» CHALLENGES
1 – In the lunar space elevator discussion, rewrite the stretch from "Trouble is (unless" through "of minimalist, eh?", swapping "counterweight" for "ballast mass".
2 – In the lunar space elevator discussion, what load did the articles say the 6800 kg cable could lift at the lunar surface?
3 – Continue the lunar space elevator discussion from its last line.

As I read this, 6,800 kg is the mass of the cable only; the total mass of the elevator would be much greater. The article doesn't seem to say how long a cable Pearson envisions, so it's hard to say what the other components of the system--especially the counterweight--would mass.
—wwoods 05:47, 21 Nov 2004 (UTC)

The only reference I had was [1], which didn't specify. But it does sound like it's talking about the bare minimum cable, whereas an elevator would have at least a few extra bits added. (The fibre/fiber thing is just one of the usual British/American spelling differences, not a typo. Since I'm a Canadian I randomly oscillate between the two. :) Bryan 06:25, 21 Nov 2004 (UTC)

I wrote the article... yeah, I'm Canadian, so it's "fibre" here. The 6,800 mass is just the cable, but you could add a climber for a few hundred kg more. So, still within the capablities of current launchers. Pearson figures you could continue to strengthen the cable from material gathered on the Moon. - Fraser Cain, Publisher, Universe Today

Thanks, I've updated the article to make that clear. Bryan 00:47, 17 Dec 2004 (UTC)

Trouble is (unless I grossly miscalculated) the mass of the counterweight has to be orders of magnitude greater than the mass of the cable. Any old mass will do, including the rockets used to carry the elevator components, but still... An "extremely minimalist" system, for highish values of minimalist, eh?

—wwoods 03:03, 17 Dec 2004 (UTC)

--195.178.232.139 12:44, 21 August 2006 (UTC)There sems to have bean some misunderstanding, i wrote thew folowing question to Jerome Pearson:

> Hi I am a PhD student at Lund University (Sweden) in electrical

> engineering; this has nothing to do with my research.

> When I read the articles

>

> http://en.wikipedia.org/wiki/Lunar_space_elevator

> http://www.universetoday.com/am/publish/lunar_space_elevator.html

>

> and then your report to NASA at

>

> http://www.niac.usra.edu/files/studies/final_report/1032Pearson.pdf

>

> I fond some numbers in the articles above that seems to be

> misunderstandings and want

> to sort this out so I can correct the wikipedia article.

>

> The articles say that you proposed a cable with a mass of 6800 kg

> capable of

> lifting 200 kg at the lunar surface. And that this could be launched in

> a single shot with a conventional rocket.

>

> As I read the report you proposed a cable with a mass of 6100 ton

>(6 100 000 kg)

> with a strength (with safety factors) of 2000 N with cross section of

> 0.69 mm^2 at the lunar surface per ribbon and in total tree ribbons.

>

> In both cases the used fibre is M5.

>

> I think the numbers in the articles sounds unrealistic as the mean

> cross section of the ribbon could not be more than 0.025 mm^2. 200 kg

> sounds as someone has "converted" 2000 N to 200 kg using the untrue

> assumption g appreciative = 10.

>

> Have you proposed booth designs or are the articles wrong?

>

> Regards

> Lars Lindgren

I got this answer:

>Dear Mr. Lindgren:

>

>Thank you for your inquiry. I produced the numbers in the report to NIAC,

>but not the numbers in the Wikipedia article. No one consulted with me on

>the Wikipedia article, and I have no idea who wrote it. (This is

>surprising, since I invented the lunar space elevator.) I stand behind my

>NIAC report numbers.

» EXTRACTED ENTRIES
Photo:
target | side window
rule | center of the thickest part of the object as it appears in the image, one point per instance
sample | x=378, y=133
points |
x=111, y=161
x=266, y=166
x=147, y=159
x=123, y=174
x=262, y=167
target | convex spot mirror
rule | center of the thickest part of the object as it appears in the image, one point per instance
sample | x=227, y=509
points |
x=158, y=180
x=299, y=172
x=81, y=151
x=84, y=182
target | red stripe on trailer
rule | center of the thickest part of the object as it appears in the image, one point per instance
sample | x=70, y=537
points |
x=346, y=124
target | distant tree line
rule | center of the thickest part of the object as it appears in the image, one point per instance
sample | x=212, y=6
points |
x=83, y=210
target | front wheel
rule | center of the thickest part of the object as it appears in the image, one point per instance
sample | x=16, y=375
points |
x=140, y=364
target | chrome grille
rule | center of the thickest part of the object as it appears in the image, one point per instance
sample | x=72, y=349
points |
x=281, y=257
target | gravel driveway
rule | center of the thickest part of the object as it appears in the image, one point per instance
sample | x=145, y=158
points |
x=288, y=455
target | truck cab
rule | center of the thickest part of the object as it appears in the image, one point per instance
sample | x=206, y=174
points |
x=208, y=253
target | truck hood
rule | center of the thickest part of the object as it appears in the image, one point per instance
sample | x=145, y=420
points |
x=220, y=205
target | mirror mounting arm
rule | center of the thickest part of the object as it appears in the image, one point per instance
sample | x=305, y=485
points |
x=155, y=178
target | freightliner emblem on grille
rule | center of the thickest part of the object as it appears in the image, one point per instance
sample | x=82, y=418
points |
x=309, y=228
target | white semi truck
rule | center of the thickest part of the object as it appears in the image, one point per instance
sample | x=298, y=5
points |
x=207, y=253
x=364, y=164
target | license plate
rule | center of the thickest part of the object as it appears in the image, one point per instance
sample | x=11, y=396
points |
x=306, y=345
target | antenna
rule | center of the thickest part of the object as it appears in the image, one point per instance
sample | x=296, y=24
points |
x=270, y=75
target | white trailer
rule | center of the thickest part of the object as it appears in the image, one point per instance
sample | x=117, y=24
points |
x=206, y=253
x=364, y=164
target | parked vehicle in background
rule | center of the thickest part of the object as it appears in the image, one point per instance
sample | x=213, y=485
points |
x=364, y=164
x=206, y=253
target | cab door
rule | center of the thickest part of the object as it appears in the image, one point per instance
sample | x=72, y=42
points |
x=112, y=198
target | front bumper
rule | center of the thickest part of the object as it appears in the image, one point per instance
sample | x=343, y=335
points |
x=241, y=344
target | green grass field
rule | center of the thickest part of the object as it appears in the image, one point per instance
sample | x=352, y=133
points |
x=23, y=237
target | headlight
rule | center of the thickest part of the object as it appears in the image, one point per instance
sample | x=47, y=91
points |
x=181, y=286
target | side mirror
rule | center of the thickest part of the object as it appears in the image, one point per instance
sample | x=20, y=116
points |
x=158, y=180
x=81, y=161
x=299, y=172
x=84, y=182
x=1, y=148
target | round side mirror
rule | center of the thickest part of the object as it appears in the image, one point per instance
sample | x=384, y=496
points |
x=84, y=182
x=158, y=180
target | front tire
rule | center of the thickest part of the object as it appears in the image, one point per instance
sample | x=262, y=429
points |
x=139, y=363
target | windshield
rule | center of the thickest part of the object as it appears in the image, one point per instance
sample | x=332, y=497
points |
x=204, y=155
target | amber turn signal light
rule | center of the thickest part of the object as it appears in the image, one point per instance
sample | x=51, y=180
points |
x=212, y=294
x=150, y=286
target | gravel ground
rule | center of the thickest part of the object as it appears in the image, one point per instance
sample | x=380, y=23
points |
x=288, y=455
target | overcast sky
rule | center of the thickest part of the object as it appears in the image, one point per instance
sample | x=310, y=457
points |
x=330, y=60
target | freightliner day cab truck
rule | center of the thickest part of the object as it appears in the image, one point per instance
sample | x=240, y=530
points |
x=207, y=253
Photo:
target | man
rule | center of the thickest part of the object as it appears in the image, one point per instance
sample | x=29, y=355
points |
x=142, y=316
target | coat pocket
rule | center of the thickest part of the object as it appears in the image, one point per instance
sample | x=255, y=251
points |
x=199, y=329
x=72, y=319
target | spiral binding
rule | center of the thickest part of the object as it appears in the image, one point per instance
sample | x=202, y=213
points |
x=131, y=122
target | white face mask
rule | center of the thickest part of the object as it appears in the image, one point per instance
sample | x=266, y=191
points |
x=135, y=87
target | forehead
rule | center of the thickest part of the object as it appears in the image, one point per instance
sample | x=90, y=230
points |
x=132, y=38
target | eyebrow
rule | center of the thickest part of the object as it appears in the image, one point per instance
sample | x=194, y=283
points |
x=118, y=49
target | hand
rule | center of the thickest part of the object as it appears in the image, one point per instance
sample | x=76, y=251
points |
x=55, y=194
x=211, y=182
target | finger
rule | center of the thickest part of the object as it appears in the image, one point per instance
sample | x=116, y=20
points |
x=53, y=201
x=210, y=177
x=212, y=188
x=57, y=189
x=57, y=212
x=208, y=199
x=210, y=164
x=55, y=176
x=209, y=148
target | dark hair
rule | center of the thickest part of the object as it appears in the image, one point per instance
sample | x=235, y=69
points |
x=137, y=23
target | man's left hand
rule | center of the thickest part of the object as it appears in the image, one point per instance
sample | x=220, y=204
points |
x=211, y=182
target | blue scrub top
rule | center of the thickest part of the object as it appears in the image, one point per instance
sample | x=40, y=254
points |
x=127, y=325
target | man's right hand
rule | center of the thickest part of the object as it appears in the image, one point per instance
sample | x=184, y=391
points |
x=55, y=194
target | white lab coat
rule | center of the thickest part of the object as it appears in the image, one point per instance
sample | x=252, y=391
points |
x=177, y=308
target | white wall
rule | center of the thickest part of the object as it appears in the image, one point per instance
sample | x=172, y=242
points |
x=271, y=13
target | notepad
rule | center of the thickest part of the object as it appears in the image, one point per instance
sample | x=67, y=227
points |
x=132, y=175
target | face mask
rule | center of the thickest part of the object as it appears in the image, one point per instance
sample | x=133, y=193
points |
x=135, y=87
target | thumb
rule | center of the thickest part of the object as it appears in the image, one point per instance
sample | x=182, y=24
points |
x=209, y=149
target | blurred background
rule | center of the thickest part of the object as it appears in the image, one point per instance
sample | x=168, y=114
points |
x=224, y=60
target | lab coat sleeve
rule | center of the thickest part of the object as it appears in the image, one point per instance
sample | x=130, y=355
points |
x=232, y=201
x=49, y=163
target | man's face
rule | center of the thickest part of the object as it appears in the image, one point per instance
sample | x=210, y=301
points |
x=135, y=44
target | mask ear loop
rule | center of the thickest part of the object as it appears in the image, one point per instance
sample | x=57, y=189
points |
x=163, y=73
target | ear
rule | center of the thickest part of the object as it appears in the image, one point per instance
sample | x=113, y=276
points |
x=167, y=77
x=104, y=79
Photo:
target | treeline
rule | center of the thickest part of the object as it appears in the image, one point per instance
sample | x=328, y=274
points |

» EXPECTED RESULTS
1 –
Trouble is (unless I grossly miscalculated) the mass of the ballast mass has to be orders of magnitude greater than the mass of the cable. Any old mass will do, including the rockets used to carry the elevator components, but still... An "extremely minimalist" system, for highish values of minimalist, eh?

2 – 200 kg.

3 –
>

>You might also want to consult the discussion and papers referenced on the

>Space Elevator page of the STAR, Inc. website, at www.star-tech-inc.com.

>

>Jerome Pearson, President

>Star Technology and Research, Inc.

>

Based on this i will change the numbers and remove the proposal with a single launch.

[edit] Fibre Material

There may be cost advantages in building the lunar space elevator from fibreglass rather than M5. Fibreglass is made from silicon which is the second most common element in Lunar soil. M5 is made from carbon which is very rare on the Moon and has to be brought from the Earth. The skeleton of the cable can still be made from M5.
Andrew Swallow 05:49, 11 September 2007 (UTC)

[edit] Height of L1 and L2

The height of L1 and L2 given in this article and Pearson's report are different. The ones in the report also have an error band. The correct values need determining. Andrew Swallow 19:24, 15 April 2007 (UTC)

Mystery solved. The report used figures from the centre of the moon rather than its surface.

Near side L1 = 58,021 +/- 3183 km from the centre of the moon Far side L2 = 64,517 +/- 3539 km from the centre of the moon

[edit] "Center of gravity" vs "center of mass"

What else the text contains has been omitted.